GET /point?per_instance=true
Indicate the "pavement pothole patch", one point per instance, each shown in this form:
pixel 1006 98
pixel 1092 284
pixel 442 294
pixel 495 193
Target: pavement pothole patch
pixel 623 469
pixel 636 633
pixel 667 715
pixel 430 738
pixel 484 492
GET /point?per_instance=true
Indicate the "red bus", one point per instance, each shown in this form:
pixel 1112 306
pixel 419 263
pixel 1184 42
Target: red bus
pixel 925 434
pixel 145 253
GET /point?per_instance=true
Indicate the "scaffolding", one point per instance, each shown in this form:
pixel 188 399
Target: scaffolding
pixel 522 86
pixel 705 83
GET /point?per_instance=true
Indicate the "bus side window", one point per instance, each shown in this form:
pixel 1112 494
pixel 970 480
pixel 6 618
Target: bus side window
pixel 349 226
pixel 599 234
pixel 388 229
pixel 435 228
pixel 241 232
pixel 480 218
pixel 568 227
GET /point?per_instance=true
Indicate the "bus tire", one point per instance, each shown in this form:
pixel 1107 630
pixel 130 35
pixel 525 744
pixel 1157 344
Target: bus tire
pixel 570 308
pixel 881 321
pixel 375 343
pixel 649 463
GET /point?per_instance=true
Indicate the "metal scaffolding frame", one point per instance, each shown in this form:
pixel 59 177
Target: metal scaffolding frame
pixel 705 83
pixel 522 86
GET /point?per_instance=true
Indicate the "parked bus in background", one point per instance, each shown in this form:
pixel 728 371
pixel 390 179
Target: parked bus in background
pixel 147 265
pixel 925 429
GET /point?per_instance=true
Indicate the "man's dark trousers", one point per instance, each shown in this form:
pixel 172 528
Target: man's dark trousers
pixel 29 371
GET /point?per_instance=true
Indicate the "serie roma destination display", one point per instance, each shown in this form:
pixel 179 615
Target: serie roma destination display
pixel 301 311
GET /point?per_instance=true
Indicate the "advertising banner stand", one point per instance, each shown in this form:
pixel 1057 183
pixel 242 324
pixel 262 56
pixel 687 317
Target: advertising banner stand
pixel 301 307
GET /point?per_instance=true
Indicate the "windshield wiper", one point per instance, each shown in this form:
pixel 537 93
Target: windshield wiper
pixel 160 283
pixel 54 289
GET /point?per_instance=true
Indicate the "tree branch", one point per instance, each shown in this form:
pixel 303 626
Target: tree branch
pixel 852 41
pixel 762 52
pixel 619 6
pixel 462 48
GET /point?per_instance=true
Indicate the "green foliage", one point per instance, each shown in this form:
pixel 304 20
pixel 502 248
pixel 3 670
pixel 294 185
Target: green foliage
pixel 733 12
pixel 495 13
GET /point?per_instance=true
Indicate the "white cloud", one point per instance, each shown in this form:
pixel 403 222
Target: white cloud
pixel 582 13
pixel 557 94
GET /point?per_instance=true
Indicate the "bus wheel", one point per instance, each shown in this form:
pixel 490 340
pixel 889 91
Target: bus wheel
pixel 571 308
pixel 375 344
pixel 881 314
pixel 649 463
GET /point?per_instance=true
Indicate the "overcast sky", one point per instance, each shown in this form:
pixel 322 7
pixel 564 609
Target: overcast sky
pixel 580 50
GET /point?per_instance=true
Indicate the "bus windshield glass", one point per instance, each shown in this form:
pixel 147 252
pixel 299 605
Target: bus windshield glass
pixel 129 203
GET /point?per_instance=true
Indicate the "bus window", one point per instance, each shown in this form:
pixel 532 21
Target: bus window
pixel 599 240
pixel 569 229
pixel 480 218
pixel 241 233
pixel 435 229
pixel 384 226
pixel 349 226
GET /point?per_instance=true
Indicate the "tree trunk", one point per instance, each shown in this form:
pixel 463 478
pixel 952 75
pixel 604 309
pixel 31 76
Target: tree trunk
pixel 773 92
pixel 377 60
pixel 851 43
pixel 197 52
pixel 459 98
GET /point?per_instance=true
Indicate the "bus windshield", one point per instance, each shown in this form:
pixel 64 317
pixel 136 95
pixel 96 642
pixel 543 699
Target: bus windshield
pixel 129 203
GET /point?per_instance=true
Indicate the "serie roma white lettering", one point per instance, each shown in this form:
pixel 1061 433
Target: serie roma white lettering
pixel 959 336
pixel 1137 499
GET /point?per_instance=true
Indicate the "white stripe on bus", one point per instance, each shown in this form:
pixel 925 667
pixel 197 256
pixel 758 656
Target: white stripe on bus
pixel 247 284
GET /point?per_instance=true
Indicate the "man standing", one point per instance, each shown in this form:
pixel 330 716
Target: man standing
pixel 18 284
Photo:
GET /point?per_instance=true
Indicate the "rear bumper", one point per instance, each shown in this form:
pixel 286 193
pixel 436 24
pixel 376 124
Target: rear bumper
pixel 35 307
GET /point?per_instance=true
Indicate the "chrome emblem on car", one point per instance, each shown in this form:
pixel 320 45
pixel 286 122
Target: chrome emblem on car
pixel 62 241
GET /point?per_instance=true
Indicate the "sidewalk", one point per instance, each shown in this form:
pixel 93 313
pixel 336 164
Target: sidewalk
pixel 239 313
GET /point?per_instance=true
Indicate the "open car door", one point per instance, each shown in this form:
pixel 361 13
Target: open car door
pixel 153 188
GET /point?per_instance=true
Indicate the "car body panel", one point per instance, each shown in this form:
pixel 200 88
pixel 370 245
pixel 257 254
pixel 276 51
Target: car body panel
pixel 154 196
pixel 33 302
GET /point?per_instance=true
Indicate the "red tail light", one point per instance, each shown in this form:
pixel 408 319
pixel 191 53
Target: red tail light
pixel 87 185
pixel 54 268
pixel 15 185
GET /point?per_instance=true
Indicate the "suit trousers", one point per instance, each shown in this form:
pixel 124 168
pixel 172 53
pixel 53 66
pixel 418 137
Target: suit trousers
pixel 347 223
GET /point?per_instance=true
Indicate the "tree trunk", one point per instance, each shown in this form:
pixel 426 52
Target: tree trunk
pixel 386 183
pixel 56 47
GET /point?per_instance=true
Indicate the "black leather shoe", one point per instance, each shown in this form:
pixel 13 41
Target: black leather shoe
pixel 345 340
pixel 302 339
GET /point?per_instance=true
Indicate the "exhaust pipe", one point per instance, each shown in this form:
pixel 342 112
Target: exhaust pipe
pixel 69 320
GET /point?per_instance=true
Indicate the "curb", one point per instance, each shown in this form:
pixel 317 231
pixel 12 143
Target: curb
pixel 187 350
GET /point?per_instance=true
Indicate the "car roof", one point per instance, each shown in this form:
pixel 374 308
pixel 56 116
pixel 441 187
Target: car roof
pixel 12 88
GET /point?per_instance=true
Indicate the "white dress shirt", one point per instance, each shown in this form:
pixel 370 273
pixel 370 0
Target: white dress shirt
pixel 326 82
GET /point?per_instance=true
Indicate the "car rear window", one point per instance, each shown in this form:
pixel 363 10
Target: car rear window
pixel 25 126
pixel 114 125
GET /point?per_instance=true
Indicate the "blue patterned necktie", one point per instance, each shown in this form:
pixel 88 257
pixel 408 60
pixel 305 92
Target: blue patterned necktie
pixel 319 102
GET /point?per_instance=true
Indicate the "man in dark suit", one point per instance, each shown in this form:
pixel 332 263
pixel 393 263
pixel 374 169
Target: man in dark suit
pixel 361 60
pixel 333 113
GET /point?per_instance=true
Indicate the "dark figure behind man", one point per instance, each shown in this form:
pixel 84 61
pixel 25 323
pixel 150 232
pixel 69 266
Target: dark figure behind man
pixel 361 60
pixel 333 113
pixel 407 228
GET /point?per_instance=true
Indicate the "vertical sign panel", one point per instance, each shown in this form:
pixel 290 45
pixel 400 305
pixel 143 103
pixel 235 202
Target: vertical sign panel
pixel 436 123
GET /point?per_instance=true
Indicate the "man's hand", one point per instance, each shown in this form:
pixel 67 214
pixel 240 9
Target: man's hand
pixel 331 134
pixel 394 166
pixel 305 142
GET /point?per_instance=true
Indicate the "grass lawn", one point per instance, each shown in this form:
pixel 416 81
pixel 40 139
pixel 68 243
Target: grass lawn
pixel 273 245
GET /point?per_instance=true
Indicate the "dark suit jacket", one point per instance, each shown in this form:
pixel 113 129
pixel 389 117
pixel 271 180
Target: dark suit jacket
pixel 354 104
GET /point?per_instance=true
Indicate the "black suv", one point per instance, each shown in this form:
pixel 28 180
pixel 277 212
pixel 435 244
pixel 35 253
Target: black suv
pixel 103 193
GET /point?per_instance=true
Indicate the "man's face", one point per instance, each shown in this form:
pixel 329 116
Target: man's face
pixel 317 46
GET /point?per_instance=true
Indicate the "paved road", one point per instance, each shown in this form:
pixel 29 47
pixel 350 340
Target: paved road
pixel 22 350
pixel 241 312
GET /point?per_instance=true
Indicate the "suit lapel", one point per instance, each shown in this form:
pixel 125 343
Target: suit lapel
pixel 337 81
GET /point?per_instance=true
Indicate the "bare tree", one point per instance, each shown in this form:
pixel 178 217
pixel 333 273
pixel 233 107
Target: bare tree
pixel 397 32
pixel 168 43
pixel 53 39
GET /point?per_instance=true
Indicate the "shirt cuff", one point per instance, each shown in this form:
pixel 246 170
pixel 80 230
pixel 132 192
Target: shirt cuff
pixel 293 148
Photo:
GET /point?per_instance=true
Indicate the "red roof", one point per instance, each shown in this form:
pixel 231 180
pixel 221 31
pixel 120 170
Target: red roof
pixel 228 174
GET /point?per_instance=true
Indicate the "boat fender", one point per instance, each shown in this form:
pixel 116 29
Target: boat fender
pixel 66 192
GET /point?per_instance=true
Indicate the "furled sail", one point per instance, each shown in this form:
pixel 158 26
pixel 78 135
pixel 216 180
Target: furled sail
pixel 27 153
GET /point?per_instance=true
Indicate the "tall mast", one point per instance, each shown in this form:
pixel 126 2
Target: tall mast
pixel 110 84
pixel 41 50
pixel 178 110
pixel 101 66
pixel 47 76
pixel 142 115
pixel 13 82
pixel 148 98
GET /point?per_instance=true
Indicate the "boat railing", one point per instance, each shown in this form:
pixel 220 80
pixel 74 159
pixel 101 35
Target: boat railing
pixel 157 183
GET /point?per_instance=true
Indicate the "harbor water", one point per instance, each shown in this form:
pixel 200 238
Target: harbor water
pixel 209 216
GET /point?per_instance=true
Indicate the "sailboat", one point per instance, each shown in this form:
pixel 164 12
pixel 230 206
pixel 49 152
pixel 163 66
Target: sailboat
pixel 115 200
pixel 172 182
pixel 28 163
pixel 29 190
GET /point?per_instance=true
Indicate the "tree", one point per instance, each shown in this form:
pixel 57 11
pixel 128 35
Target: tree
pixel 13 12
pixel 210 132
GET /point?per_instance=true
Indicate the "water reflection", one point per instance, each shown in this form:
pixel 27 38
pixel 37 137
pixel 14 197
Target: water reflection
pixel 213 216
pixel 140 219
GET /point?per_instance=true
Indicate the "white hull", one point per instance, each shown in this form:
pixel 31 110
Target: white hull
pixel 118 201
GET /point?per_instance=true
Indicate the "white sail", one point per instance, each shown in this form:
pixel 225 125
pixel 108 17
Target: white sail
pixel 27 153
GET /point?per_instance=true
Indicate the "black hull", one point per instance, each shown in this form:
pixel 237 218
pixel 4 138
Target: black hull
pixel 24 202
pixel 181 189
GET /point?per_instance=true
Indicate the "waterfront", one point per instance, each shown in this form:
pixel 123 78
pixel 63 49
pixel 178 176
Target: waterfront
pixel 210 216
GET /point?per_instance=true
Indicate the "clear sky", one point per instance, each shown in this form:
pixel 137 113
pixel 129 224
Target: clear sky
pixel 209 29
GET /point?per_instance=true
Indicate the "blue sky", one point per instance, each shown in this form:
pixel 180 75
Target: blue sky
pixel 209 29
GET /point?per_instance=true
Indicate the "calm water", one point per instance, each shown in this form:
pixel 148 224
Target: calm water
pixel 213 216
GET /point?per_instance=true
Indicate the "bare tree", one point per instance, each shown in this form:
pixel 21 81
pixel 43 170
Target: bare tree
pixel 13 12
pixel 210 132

━━━━━━━━━━━━━━━━━━━━

*WHAT IS EXPECTED*
Rewrite the entries from the first line through the line holding "pixel 484 492", inclusive, replacing "pavement pothole patch" with "road pothole patch" and leaving everything else unchanged.

*ANSWER BELOW*
GET /point?per_instance=true
Indicate the "road pothole patch", one point per instance, each shown in this form:
pixel 1006 98
pixel 1092 284
pixel 442 294
pixel 495 193
Target: road pothole patch
pixel 623 469
pixel 636 633
pixel 667 715
pixel 430 738
pixel 484 492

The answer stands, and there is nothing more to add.